[Saved data entries]

──────────────────────────────

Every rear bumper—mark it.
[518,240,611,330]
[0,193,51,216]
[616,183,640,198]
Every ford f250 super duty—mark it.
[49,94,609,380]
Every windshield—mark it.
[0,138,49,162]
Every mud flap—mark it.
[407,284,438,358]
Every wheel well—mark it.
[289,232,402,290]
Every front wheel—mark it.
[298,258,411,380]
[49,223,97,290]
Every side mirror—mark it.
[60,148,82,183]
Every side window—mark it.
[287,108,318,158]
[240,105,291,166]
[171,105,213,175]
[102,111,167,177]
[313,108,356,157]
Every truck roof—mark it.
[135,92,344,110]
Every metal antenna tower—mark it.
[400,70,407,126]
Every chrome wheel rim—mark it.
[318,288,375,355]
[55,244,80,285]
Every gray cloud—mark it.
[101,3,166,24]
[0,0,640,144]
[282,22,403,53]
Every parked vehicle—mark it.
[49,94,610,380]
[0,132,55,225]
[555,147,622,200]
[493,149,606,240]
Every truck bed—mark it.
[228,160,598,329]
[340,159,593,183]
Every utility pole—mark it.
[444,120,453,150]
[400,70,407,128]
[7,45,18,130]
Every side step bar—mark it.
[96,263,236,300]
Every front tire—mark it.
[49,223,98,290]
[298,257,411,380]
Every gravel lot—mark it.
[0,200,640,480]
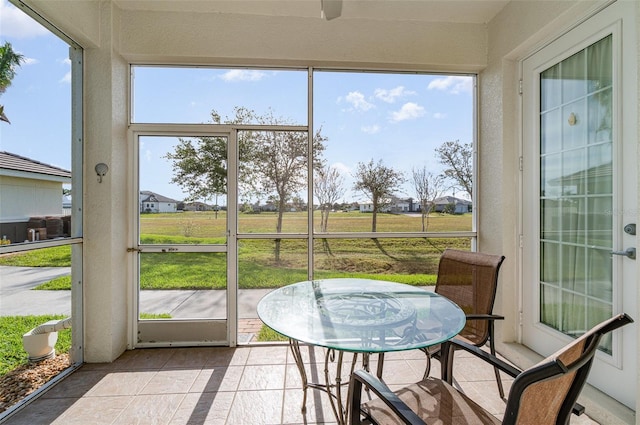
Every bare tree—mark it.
[411,167,445,232]
[353,159,405,232]
[313,166,345,232]
[436,140,473,199]
[166,107,326,262]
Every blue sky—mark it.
[0,0,473,204]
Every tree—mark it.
[353,159,405,232]
[166,107,326,261]
[411,167,444,232]
[313,166,345,232]
[165,137,227,201]
[0,42,24,124]
[436,140,473,199]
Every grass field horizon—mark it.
[0,211,471,290]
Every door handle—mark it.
[611,248,636,260]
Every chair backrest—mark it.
[502,314,633,425]
[435,249,504,346]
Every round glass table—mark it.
[257,278,465,424]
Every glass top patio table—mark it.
[257,278,465,353]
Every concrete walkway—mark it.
[0,266,270,319]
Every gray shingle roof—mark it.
[0,151,71,178]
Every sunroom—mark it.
[2,0,640,423]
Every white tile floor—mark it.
[6,345,595,425]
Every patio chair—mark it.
[349,314,633,425]
[422,249,505,399]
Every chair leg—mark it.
[420,348,431,379]
[489,322,505,400]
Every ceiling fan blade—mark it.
[320,0,342,21]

──────────────────────────────

**Stated goal**
Please give the rows as a JSON list of strings, one string per line with blank lines left out, starting at the first row and ending at the line that contains "[435,249,504,346]", with both ends included. Leave the pictures out of the answer.

**Solved problem**
[
  "Every rear bumper—mark it.",
  "[518,240,611,330]",
  "[0,193,51,216]",
  "[616,183,640,198]",
  "Every ford f250 super duty—mark it.",
  "[49,94,609,380]",
  "Every windshield—mark it.",
  "[0,138,49,162]",
  "Every mud flap—mark it.",
  "[407,284,438,358]",
  "Every wheel well—mark it.",
  "[289,232,402,290]",
  "Every front wheel—mark it.",
  "[298,258,411,380]",
  "[49,223,97,290]",
  "Every side mirror—mark it.",
  "[60,148,82,183]",
  "Every side window—mark it.",
  "[287,108,318,158]",
  "[240,105,291,166]",
  "[171,105,213,175]",
  "[102,111,167,177]",
  "[313,108,356,157]",
  "Every truck roof—mark it.",
  "[135,92,344,110]",
  "Every metal antenna tower—mark it.",
  "[400,70,407,126]",
  "Every chrome wheel rim—mark it.",
  "[318,288,375,355]",
  "[55,244,80,285]",
  "Every gray cloud—mark it.",
  "[101,3,166,24]",
  "[0,0,640,144]",
  "[282,22,403,53]",
  "Every parked vehicle—mark it.",
  "[49,94,610,380]",
  "[0,132,55,225]",
  "[555,147,622,200]",
  "[493,149,606,240]",
  "Every truck bed—mark it.",
  "[228,160,598,329]",
  "[340,159,593,183]",
  "Every utility pole—mark it.",
  "[444,120,453,150]",
  "[400,70,407,128]",
  "[7,45,18,130]",
  "Every side step bar—mark it.",
  "[96,263,236,300]",
  "Every front tire—mark it.",
  "[49,223,98,290]",
  "[298,257,411,380]",
  "Every gravel lot—mark it.",
  "[0,200,640,480]",
  "Every bare tree—mark it.",
  "[411,167,445,232]",
  "[353,159,405,232]",
  "[313,166,345,232]",
  "[436,140,473,199]",
  "[166,107,326,262]",
  "Every blue sky—mark it.",
  "[0,0,473,204]",
  "Every tree—mark it.",
  "[353,159,405,232]",
  "[166,107,326,261]",
  "[411,167,444,232]",
  "[313,166,345,232]",
  "[165,137,227,201]",
  "[0,42,24,124]",
  "[436,140,473,199]",
  "Every grass field horizon—mark it.",
  "[0,211,471,290]",
  "Every door handle—mark it.",
  "[611,248,636,260]",
  "Every chair backrest—mark it.",
  "[502,314,633,425]",
  "[435,249,504,346]"
]